**Exercise:** Gather every line in the rows below that contains the string "boxer", and copy each one in full. Case counts, so only lines where the letters match in case qualify.

Bounding box annotation entries
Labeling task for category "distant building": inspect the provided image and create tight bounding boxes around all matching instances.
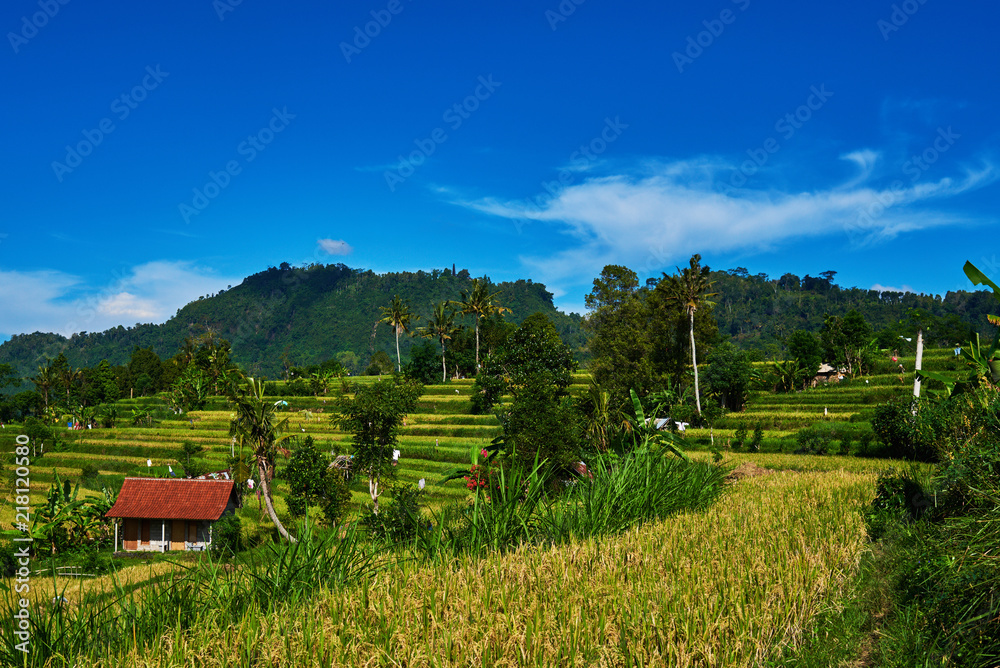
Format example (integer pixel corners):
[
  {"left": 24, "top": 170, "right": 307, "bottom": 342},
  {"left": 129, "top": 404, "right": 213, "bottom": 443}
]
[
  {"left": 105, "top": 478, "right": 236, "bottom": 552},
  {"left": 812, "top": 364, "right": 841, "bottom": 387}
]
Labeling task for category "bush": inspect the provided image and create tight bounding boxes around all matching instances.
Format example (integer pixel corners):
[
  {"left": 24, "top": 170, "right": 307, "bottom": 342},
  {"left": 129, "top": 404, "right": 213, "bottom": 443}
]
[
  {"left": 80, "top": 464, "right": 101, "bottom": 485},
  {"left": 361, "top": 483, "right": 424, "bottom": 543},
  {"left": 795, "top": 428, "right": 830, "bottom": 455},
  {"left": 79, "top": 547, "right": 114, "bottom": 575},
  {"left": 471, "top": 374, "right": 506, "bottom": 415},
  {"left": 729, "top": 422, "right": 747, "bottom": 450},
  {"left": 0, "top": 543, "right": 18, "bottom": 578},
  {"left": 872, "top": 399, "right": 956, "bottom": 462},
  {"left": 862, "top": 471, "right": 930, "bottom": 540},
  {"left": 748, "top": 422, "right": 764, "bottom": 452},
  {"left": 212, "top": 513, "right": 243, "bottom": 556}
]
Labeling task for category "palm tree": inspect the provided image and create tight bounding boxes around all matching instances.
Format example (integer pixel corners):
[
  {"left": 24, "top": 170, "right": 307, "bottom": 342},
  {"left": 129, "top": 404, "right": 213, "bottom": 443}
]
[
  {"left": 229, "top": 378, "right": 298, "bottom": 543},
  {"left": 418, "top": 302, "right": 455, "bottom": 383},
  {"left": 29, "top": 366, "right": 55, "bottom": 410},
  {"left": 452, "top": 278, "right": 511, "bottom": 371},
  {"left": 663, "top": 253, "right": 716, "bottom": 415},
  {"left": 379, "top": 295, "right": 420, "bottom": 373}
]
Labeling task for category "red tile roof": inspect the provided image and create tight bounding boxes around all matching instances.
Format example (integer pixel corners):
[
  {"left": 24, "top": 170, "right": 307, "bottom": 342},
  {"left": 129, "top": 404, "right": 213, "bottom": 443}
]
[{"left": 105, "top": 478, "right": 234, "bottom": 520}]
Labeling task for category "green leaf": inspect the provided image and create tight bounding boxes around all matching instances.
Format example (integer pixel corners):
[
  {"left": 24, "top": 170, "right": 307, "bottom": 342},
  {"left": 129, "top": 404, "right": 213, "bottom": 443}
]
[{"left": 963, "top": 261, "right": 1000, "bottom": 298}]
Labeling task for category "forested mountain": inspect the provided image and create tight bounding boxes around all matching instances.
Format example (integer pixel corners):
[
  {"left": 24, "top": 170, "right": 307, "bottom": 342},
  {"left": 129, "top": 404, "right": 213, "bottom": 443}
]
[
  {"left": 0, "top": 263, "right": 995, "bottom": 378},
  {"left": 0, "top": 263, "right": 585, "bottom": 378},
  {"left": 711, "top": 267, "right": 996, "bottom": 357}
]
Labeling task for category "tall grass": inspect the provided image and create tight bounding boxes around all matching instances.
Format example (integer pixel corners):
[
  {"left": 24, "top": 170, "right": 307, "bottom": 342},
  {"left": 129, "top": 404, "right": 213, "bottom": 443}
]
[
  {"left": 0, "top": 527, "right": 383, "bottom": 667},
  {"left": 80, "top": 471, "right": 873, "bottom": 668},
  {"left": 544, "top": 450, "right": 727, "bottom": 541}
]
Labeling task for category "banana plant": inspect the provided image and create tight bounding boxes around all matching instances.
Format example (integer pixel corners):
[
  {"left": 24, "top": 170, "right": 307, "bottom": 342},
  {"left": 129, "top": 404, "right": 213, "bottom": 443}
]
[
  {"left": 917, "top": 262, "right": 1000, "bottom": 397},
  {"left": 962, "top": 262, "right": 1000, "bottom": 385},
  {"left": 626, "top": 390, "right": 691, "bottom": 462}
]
* * *
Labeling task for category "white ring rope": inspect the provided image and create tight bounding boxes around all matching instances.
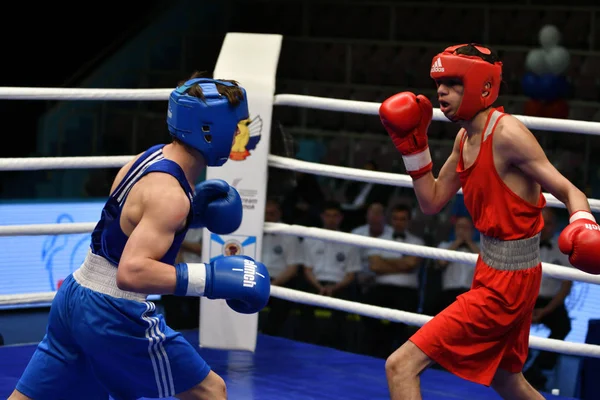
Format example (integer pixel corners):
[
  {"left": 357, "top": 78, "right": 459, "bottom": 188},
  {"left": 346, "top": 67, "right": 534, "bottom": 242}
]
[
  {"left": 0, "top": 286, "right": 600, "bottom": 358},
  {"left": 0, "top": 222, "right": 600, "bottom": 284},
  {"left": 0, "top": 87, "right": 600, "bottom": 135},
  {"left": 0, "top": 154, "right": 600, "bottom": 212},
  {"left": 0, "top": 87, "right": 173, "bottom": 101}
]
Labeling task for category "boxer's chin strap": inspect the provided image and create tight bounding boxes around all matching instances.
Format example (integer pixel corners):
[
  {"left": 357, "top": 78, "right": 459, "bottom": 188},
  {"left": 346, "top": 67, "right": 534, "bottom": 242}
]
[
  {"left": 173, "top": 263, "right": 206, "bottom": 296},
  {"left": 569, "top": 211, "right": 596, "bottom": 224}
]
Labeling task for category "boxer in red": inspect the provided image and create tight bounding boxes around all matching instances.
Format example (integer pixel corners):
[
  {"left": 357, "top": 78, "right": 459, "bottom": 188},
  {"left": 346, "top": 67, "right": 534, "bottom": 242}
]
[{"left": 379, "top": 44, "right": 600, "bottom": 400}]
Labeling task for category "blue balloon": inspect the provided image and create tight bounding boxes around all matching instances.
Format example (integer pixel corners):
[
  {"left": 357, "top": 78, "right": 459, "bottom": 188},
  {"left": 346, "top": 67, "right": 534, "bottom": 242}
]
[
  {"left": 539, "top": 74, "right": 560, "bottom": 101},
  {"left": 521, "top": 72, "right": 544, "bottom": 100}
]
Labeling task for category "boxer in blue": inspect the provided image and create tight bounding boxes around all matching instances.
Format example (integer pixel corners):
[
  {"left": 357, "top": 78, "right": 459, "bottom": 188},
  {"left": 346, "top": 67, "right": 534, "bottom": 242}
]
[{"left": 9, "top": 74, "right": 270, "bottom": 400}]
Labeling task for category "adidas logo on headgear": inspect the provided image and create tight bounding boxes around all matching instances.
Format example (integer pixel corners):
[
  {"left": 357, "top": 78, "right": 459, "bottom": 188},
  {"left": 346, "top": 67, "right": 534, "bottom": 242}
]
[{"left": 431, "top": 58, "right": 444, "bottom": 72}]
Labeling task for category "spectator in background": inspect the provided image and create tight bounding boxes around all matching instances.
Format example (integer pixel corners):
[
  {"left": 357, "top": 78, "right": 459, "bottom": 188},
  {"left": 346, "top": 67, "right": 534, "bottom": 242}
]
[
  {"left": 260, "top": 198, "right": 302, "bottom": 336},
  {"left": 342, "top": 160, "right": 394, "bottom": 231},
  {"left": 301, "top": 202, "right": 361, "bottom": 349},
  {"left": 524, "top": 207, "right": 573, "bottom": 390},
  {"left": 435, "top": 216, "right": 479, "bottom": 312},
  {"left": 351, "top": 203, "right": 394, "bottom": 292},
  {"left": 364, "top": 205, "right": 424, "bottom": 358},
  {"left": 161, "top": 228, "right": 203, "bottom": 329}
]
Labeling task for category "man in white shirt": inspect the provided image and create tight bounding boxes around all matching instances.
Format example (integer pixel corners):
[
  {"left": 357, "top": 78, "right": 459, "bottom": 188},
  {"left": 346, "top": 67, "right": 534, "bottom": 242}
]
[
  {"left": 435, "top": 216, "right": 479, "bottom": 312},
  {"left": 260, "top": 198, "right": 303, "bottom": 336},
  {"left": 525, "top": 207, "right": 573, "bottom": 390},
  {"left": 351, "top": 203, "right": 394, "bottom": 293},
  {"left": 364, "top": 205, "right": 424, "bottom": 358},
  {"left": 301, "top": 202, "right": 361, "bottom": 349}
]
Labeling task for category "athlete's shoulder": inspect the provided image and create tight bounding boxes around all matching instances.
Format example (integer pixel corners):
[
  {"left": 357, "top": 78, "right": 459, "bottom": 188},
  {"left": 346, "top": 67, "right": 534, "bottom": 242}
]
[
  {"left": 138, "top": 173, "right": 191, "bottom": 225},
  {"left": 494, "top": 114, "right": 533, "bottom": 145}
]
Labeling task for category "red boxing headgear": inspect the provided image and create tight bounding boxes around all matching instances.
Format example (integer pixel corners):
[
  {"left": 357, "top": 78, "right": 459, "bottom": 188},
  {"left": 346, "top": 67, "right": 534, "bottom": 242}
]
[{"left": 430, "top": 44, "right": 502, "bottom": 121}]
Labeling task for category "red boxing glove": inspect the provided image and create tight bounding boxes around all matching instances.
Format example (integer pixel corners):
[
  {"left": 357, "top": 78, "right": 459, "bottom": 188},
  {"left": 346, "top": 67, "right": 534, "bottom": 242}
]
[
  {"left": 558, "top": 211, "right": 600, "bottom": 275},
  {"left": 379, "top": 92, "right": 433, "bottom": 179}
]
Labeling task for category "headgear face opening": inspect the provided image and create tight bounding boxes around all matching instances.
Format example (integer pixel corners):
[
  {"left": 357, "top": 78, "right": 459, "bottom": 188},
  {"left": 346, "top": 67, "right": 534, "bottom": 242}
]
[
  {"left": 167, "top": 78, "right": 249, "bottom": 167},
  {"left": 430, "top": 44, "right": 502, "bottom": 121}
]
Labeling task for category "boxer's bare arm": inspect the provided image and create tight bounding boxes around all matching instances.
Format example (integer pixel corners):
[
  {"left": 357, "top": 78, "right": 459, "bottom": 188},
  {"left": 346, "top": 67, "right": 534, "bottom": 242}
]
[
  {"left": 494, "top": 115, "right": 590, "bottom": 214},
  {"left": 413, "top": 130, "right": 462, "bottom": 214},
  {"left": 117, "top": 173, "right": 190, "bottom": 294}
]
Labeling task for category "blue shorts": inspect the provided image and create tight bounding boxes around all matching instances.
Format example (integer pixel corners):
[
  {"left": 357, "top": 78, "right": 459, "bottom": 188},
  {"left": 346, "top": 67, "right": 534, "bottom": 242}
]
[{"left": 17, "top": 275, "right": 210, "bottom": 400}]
* * *
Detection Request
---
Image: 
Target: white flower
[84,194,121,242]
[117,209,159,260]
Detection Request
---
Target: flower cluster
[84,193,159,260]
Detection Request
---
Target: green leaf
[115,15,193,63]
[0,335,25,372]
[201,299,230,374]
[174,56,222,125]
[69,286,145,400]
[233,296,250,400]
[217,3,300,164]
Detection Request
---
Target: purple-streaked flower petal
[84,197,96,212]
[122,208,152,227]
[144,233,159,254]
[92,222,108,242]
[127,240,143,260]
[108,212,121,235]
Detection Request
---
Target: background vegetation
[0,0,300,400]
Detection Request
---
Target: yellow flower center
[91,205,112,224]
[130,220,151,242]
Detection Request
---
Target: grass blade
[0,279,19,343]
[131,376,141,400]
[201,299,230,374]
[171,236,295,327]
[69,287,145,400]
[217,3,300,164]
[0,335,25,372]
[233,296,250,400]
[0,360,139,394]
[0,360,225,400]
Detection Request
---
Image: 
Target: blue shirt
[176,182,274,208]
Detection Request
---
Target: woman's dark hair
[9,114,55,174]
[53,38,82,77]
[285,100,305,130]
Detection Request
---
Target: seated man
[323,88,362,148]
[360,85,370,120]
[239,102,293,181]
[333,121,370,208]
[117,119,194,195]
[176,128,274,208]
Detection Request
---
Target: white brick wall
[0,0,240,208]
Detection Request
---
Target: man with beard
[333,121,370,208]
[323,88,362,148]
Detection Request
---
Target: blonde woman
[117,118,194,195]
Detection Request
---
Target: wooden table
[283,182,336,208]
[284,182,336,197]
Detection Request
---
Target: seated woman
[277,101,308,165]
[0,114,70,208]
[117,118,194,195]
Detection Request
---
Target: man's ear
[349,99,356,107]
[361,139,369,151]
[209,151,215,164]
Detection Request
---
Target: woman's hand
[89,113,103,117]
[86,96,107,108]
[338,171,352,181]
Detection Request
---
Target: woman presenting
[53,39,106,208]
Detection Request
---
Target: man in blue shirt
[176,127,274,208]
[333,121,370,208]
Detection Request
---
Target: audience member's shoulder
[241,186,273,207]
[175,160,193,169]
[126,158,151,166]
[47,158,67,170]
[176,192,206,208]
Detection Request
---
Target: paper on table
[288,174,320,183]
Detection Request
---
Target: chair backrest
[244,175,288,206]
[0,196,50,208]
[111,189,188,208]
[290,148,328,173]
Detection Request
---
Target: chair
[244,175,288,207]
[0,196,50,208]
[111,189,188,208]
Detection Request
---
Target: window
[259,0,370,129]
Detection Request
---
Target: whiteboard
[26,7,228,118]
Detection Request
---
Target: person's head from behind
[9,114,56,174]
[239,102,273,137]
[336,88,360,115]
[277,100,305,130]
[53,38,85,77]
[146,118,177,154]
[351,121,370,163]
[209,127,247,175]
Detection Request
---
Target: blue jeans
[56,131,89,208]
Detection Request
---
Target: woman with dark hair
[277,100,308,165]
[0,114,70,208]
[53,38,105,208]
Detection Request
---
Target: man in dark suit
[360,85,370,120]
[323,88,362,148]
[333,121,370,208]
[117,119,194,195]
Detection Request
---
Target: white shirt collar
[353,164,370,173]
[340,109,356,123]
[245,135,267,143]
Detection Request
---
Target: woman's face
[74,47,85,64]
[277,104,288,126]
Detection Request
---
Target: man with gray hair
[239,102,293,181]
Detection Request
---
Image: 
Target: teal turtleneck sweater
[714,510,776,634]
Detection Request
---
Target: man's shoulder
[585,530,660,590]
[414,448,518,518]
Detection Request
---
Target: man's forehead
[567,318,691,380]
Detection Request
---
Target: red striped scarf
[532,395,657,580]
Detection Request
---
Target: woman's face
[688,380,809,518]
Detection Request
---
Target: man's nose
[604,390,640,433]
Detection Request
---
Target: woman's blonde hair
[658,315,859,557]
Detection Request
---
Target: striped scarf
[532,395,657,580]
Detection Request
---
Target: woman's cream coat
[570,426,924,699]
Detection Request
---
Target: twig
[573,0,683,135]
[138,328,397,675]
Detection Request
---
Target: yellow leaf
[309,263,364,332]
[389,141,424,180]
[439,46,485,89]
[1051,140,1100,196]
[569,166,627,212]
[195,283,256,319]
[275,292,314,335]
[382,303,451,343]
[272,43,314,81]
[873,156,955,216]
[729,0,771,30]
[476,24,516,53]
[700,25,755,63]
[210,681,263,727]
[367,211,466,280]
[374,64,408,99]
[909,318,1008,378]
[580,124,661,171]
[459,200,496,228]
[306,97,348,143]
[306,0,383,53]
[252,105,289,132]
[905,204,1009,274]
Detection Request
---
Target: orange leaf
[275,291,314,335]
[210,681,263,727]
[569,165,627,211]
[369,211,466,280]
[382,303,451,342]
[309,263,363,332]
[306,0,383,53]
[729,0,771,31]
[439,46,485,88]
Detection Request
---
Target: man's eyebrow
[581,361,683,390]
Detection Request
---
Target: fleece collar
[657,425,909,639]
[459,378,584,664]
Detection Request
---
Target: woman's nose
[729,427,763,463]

**Answer:**
Labeling task for category "boxer's chin strap": inspect the provided image and create tight bounding boxes around all matching instances.
Labeling task for category "boxer in red": inspect the provided image and create tight bounding boxes around all matching instances.
Labeling task for category "boxer in blue": inspect the provided image and create tight bounding boxes around all matching instances.
Labeling task for category "boxer's bare arm": inspect the provided image and create tight bounding boxes around all matching instances.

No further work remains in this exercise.